Instruction: Return each line of the items below that contains the word "groom".
##### Recorded information #####
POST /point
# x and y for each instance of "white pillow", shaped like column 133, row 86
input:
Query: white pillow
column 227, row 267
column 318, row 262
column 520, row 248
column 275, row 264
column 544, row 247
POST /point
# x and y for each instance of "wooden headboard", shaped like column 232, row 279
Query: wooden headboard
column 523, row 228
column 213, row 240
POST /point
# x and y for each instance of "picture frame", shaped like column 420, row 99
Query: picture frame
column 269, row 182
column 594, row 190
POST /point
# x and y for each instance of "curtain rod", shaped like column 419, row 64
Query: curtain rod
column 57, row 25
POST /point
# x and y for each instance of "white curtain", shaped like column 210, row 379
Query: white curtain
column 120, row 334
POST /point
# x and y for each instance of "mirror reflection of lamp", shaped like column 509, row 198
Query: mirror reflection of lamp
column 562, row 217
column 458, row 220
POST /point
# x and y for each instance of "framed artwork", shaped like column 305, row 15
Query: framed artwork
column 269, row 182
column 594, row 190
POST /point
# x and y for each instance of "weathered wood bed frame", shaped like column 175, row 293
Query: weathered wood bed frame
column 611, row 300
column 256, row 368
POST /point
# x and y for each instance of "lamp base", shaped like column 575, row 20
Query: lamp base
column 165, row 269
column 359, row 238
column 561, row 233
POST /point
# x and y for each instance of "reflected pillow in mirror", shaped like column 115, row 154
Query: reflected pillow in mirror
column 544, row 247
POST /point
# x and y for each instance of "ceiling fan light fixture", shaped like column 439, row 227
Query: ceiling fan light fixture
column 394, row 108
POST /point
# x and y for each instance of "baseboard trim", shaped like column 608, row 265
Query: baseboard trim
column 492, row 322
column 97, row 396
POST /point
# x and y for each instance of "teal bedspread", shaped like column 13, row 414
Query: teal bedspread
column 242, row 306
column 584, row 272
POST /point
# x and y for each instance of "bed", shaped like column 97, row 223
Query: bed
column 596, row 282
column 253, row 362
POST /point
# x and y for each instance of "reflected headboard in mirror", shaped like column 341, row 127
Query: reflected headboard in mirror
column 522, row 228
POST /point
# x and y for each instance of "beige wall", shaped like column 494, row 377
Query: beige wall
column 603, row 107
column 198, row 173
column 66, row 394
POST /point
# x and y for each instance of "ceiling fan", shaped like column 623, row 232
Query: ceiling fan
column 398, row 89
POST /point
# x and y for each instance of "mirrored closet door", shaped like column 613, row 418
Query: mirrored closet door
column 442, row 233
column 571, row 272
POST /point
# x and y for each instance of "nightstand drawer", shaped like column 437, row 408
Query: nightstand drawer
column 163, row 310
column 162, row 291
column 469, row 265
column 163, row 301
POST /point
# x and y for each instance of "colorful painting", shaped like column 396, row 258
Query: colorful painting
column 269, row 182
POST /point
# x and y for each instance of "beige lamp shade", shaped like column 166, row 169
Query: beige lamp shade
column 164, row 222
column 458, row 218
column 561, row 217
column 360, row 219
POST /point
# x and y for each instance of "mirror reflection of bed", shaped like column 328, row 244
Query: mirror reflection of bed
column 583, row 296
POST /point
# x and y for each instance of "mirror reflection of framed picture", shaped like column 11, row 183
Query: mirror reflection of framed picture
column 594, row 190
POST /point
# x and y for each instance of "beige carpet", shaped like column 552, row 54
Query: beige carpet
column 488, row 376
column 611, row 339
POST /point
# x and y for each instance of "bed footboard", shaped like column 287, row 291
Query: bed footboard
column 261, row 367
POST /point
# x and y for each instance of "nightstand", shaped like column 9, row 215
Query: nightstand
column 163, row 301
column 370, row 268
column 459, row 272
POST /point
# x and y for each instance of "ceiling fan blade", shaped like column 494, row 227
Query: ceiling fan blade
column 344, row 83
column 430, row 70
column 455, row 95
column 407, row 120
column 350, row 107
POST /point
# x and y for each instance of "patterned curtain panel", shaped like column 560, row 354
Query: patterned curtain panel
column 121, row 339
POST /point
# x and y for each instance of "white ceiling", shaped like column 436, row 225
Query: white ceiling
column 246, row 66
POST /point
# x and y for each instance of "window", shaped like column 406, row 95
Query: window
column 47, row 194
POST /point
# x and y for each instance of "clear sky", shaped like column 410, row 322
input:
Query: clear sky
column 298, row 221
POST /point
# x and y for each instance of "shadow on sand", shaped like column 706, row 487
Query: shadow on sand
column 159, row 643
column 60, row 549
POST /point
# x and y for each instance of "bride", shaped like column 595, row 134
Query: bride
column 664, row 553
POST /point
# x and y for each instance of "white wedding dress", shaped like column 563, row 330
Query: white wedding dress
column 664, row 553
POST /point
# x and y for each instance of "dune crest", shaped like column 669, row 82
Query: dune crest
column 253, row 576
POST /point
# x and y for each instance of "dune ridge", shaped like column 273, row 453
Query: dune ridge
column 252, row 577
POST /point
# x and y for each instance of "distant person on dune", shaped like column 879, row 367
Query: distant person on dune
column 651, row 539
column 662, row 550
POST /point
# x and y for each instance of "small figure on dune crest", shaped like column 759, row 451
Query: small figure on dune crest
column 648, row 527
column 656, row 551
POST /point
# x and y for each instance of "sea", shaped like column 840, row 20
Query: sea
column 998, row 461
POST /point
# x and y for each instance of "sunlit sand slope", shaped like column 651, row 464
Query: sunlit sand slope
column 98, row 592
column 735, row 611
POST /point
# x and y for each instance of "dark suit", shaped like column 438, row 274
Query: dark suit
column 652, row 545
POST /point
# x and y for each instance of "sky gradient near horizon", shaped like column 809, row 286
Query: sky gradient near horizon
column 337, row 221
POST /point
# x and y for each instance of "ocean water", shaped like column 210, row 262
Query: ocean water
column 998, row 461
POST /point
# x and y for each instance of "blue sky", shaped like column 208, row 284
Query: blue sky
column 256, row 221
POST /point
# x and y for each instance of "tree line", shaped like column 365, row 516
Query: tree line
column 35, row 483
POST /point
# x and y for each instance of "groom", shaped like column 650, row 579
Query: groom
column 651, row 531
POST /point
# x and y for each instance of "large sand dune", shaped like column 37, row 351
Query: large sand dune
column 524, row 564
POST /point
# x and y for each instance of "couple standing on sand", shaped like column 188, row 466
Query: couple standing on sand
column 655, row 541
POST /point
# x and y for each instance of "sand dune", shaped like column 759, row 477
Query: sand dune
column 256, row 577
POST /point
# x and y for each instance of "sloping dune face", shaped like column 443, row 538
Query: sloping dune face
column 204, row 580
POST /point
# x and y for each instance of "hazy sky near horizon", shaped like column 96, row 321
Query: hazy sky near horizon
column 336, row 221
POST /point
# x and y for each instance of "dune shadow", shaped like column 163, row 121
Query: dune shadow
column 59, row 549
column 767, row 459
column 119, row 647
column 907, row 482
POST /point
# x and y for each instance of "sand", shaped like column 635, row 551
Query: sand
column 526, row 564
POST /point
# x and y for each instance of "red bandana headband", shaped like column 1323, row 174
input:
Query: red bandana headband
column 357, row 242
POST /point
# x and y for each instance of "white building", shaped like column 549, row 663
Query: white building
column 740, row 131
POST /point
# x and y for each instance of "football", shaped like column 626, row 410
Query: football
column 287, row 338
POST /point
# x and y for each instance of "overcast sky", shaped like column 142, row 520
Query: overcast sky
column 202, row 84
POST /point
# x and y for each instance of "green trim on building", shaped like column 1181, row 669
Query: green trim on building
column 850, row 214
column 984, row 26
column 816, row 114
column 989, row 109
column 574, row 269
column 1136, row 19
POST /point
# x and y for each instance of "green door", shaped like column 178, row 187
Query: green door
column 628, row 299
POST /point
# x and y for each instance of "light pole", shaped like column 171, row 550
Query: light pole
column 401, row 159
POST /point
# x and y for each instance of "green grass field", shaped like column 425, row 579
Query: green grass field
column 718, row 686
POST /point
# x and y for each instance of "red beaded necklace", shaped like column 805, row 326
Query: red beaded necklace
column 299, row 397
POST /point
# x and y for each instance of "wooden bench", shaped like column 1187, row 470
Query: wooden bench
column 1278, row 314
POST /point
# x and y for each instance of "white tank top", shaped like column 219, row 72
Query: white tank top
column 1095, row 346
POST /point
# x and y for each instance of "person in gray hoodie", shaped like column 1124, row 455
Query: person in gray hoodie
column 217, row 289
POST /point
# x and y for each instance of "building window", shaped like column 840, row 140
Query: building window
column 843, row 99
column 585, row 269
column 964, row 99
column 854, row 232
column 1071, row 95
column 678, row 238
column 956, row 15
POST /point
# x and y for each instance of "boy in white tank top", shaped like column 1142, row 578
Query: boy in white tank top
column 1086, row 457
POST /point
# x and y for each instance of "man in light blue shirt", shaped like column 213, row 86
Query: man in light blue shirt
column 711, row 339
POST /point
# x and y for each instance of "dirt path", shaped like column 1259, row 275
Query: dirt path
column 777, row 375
#####
Answer for this exercise:
# x and y for each instance of "groom", shaped like column 650, row 579
Query: groom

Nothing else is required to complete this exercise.